* [DIRECTIONS]: Please scale the items below by copying every line again, requests included, and multiplying each coordinate in the answers by 1.4, rounded to the nearest whole number with halves rounded up. Leave the numbers in the requests and their format samples unchanged, and omit the pictures from your answer.

* [GIVEN RECORDS]:
□ □ □ □ □ □ □

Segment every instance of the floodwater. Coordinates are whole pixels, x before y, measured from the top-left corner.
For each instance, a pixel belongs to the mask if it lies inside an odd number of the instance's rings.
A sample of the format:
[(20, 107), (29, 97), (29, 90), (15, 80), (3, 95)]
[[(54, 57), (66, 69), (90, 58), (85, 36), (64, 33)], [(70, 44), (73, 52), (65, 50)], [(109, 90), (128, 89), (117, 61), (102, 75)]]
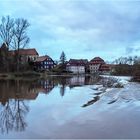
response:
[(98, 77), (0, 80), (0, 138), (140, 138), (140, 85), (102, 96)]

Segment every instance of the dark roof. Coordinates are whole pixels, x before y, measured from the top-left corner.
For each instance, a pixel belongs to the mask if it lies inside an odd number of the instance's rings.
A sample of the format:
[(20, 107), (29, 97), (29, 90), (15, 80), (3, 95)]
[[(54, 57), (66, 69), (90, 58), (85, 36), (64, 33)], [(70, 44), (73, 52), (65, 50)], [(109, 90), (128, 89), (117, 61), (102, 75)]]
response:
[(3, 43), (0, 48), (8, 48), (6, 43)]
[[(46, 59), (51, 59), (48, 55), (45, 55), (45, 56), (40, 56), (36, 59), (35, 62), (42, 62), (42, 61), (45, 61)], [(51, 59), (52, 60), (52, 59)]]
[(104, 60), (100, 57), (93, 58), (90, 62), (90, 64), (104, 64)]
[(67, 66), (85, 66), (87, 63), (87, 59), (70, 59)]
[[(10, 54), (14, 55), (16, 51), (11, 50), (9, 51)], [(19, 50), (20, 55), (38, 55), (38, 52), (36, 51), (35, 48), (33, 49), (20, 49)]]
[(99, 68), (100, 71), (109, 71), (110, 66), (108, 64), (102, 64)]
[(101, 57), (94, 57), (91, 61), (104, 61)]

□ □ □ □ □ □ □

* [TASK ANSWER]:
Segment every instance of the floodwater. Coordinates are whole pixels, x before y, measured from the top-left corner.
For each instance, a pixel belongs to the mask if it lies inside an odd number of the instance's rings.
A sample of the format:
[(20, 107), (29, 97), (29, 90), (15, 80), (3, 95)]
[[(54, 57), (66, 69), (90, 58), (85, 36), (64, 33)], [(70, 44), (73, 52), (65, 50)], [(109, 90), (128, 89), (117, 61), (102, 75)]]
response:
[(137, 108), (0, 112), (0, 193), (196, 193), (196, 119), (143, 134)]

Segment every instance of the dark roof. Coordinates are whole pixels, x before y, measured from the top-left corner.
For each instance, a pixel belongs to the mask if it lies inside an odd number of the instance's rings.
A sample of the format:
[(20, 107), (29, 97), (29, 90), (15, 80), (3, 95)]
[[(54, 57), (66, 69), (90, 58), (85, 36), (64, 33)], [(70, 44), (73, 52), (65, 50)], [(109, 90), (128, 89), (117, 61), (102, 75)]]
response:
[(4, 60), (0, 67), (11, 67), (8, 60)]
[[(64, 83), (71, 83), (67, 77), (63, 77), (63, 78), (56, 78), (50, 83), (49, 87), (59, 87), (59, 85), (63, 85)], [(71, 83), (73, 84), (73, 83)]]
[(146, 84), (140, 80), (130, 81), (126, 87), (126, 90), (146, 90)]
[(94, 92), (119, 92), (122, 88), (122, 83), (98, 83)]
[[(14, 76), (20, 77), (22, 71), (15, 70), (13, 71)], [(27, 70), (28, 77), (53, 77), (53, 73), (50, 71), (49, 67), (46, 69), (28, 69)]]
[(139, 95), (140, 99), (153, 99), (154, 92), (151, 90), (143, 90)]
[(141, 80), (132, 80), (127, 85), (146, 85)]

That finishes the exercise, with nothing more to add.